======== Data ========
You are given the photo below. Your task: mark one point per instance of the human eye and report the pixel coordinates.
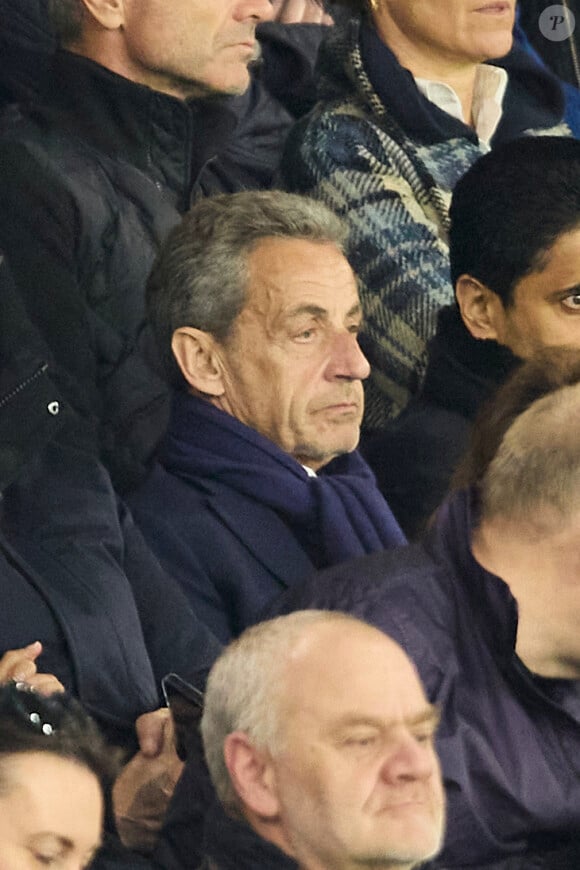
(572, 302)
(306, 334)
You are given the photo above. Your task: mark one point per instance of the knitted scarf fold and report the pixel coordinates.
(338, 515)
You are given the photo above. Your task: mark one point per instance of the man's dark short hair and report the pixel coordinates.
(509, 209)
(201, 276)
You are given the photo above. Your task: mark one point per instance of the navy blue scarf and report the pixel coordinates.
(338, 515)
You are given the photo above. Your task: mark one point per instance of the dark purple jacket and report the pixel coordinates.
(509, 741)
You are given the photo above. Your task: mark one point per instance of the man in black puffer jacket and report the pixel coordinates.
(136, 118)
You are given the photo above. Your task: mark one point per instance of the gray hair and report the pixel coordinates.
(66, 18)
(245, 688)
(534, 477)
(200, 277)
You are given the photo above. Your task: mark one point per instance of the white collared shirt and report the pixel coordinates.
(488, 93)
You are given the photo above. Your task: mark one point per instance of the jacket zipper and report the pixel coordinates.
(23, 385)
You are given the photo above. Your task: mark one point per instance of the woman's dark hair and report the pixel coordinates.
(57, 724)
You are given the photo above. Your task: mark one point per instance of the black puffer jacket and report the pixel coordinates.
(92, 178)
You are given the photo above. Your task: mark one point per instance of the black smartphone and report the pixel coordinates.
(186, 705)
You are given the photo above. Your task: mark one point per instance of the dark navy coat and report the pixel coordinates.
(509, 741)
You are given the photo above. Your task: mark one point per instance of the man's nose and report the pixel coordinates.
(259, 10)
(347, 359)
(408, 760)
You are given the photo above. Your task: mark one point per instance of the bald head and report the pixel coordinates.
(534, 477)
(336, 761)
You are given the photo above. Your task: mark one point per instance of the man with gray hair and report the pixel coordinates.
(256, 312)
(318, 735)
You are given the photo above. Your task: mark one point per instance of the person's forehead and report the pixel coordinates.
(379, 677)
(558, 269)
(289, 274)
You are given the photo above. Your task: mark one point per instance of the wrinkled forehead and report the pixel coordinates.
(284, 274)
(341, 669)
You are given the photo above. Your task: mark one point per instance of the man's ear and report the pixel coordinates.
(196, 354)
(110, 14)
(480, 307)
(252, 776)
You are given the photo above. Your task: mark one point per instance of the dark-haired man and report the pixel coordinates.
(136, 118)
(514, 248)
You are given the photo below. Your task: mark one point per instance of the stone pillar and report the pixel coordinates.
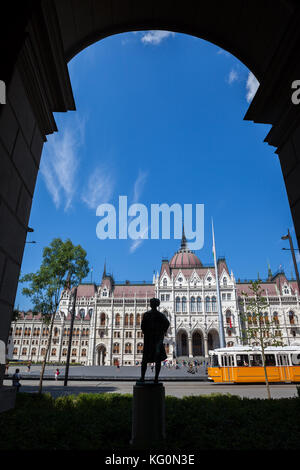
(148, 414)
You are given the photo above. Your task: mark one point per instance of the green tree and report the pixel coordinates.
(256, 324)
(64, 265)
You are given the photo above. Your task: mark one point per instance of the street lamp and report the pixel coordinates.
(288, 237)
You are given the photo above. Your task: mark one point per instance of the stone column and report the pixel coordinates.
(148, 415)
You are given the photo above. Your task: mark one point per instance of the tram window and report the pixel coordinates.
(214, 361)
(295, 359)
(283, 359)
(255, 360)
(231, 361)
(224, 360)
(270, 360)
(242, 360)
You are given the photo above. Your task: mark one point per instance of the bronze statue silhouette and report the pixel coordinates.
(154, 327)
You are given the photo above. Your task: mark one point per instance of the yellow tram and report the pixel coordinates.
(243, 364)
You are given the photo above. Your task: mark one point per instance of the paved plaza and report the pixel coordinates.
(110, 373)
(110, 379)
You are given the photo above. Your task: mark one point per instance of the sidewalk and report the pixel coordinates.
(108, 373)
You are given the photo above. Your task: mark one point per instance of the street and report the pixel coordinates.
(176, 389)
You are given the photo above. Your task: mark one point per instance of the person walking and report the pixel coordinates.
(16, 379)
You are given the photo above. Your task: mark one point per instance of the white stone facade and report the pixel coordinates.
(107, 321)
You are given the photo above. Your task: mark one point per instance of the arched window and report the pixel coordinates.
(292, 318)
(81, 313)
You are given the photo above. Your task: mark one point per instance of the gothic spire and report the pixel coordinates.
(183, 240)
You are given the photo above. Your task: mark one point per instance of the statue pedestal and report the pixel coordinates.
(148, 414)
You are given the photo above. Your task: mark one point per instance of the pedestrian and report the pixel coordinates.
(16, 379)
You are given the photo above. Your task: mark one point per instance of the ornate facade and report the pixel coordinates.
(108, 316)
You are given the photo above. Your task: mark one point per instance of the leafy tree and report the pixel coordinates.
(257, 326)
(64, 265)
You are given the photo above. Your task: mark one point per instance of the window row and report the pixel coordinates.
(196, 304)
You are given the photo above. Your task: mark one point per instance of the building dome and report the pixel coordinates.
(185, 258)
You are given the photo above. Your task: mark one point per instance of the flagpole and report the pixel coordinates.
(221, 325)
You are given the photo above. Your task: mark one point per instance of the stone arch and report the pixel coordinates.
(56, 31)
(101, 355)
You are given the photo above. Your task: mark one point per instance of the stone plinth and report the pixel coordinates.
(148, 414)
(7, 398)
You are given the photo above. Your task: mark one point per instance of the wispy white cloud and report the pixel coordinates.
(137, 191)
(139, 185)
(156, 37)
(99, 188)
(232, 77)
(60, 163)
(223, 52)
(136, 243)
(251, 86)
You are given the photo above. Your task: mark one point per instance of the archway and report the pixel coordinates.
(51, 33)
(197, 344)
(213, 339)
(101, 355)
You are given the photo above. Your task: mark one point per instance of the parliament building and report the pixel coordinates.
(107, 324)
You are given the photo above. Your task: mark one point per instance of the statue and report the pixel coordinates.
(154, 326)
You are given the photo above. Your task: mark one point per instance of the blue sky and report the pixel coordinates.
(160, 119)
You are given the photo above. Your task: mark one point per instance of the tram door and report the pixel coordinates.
========
▶ **To do**
Transcribe the material exactly, keeping every word and none of the pictures.

▶ **Completed exercise**
You are given the photo below. Your task: mark one point per instance of the human eye and report the pixel coordinates.
(572, 302)
(306, 334)
You are given the photo above. Your task: mark one point per instance of the knitted scarf fold and report the pixel coordinates.
(338, 515)
You are given the photo above. Your task: mark one point per instance of the man's dark short hair and report the pixel coordinates.
(509, 209)
(201, 276)
You are given the photo above. Your task: mark one point per instance of the navy blue scarf and report the pixel coordinates.
(338, 515)
You are given the photo above. Your task: mark one point per instance of the dark purple jacket and report the pixel coordinates.
(509, 741)
You are given the photo above. Your task: mark one point per instance of the man in black puffer jacket and report the pixel coordinates.
(136, 118)
You are given the photo above. Your task: mark one point per instance of the gray hair and report the pixel coordinates.
(66, 18)
(245, 688)
(534, 477)
(200, 277)
You are given the photo above. Your task: mark one point per instance of the white collared shirt and report the pixel coordinates.
(488, 93)
You are given the photo above. Your task: mark one point per instance of the jacket zipper and report the pixel coordinates.
(23, 385)
You are given the photo above. Your task: mark one point per instance of the woman's dark hair and report the pixel coordinates.
(57, 724)
You are given the photo above. Your task: mark one point per instance of the black puffer jacket and report the pixel coordinates.
(92, 178)
You are given the photo above. Your task: mark one point per instance of the black smartphone and report the pixel coordinates.
(186, 705)
You are given the photo above. Your task: mark one point per instance of the dark navy coat and report the pixel coordinates.
(509, 741)
You are given the photo above. Your task: mark one point per instance of the man's nose and report the pixel coordinates.
(259, 10)
(347, 359)
(408, 760)
You are given the photo above. Your task: mark one point per instance of the bald head and report the pixel coordinates.
(534, 477)
(336, 761)
You are given the photo above. Your task: mark one point per instance of the man with gray hair and report the pixel coordinates.
(256, 312)
(318, 735)
You are given the photo above. Your task: mark one point per instance of the person's forehead and report the pixel coordinates.
(379, 677)
(558, 269)
(289, 274)
You are given the photo above. Your task: mark one point per instance of the wrinkled forehead and report the pixel coordinates.
(284, 274)
(341, 669)
You are given the photo above. Your task: mark one point per instance of the man's ear and report the pixel coordinates.
(196, 354)
(110, 14)
(480, 307)
(252, 776)
You are given the photo above. Your task: mark one point per instance of the dark-haired man and report the pixel coordinates.
(136, 118)
(514, 248)
You are given the photo below. Your task: mark one point per instance of the stone pillar and report the pixel coordinates.
(148, 414)
You are given the photo above. Your task: mark one point per instance of the green tree and report the pixel coordinates.
(256, 324)
(64, 265)
You are given the photo above. Your task: mark one point per instance of the street lamp and report the pixel coordinates.
(288, 237)
You are given the photo above. Your task: mark one point per instance of the stone column and report the pixel coordinates.
(148, 415)
You are given the photo above. Your task: mark one point per instance of the tram window and report the pixel coordinates.
(214, 361)
(295, 359)
(283, 359)
(255, 360)
(231, 361)
(224, 360)
(270, 360)
(242, 360)
You are given the photo above. Your task: mark one point per instance of the bronze statue silhouette and report the pixel coordinates.
(154, 327)
You are given the photo above. Your task: mark one point per instance of the yellow tram and report the pixel coordinates.
(243, 364)
You are given the photo above. Your task: mark one point per instance of the paved plaza and report the pixel coordinates.
(110, 373)
(110, 379)
You are given the photo above. Your task: mark one point per instance of the sidewalk and report the pixel coordinates.
(108, 373)
You are given the photo above. Your task: mark one point per instance of the street and report the pixel coordinates.
(176, 389)
You are given the photo above. Your task: mark one point per instance of the person walking and report the pixel coordinates.
(16, 379)
You are given the photo above. Your task: mark one point per instance of the white stone facade and report the pixel coordinates.
(107, 321)
You are given the photo above. Your task: mark one point per instance of the arched window and report the pixel coordinates.
(292, 318)
(81, 313)
You are given the photo above. Your task: mark one point per instance of the gothic spire and report the pixel coordinates.
(183, 240)
You are given the photo above. Your task: mark one point per instance of the statue pedestal and report the pixel coordinates.
(148, 414)
You are given the photo above. Your task: mark one point per instance of the pedestrian and report the pixel coordinates.
(16, 379)
You are given the photo above. Your task: mark one point per instance of the ornate facade and report the pixel coordinates.
(108, 316)
You are given the photo above. Your task: mark one point per instance of the leafy tree and report the pixel coordinates.
(257, 326)
(64, 265)
You are given the photo above. Your task: mark one point per instance of the window row and report the pixel coordinates.
(196, 304)
You are given the photo above. Your task: mark one point per instance of the building dome and report the pixel coordinates.
(185, 258)
You are given the photo above. Your task: mark one point per instance of the flagpole and report the pixel coordinates.
(221, 325)
You are given the photo above. Your task: mark one point per instance of the stone arch and report the pixel coordinates.
(56, 31)
(101, 355)
You are given the photo above. Your task: mark one point per instance of the stone plinth and report the pixel coordinates.
(148, 414)
(7, 398)
You are given the photo above. Your task: mark one point per instance of the wispy white cloud and report the pixel coordinates.
(137, 191)
(139, 185)
(156, 37)
(99, 188)
(232, 77)
(60, 163)
(223, 52)
(136, 243)
(251, 86)
You are given the photo above. Your task: mark one point per instance of the archway and report the pixel coordinates.
(51, 33)
(197, 344)
(213, 339)
(101, 355)
You are given the photo above. Your task: mark one point per instance of the parliament building and report the pixel coordinates.
(107, 324)
You are given the photo above. Your task: mark one point per instance of the statue and report the pixel coordinates.
(154, 326)
You are given the photo above. Your task: mark one point per instance of the blue sky and report the pixel coordinates.
(160, 119)
You are given the photo above. Your task: mark one point per instance of the tram door and report the pixel coordinates.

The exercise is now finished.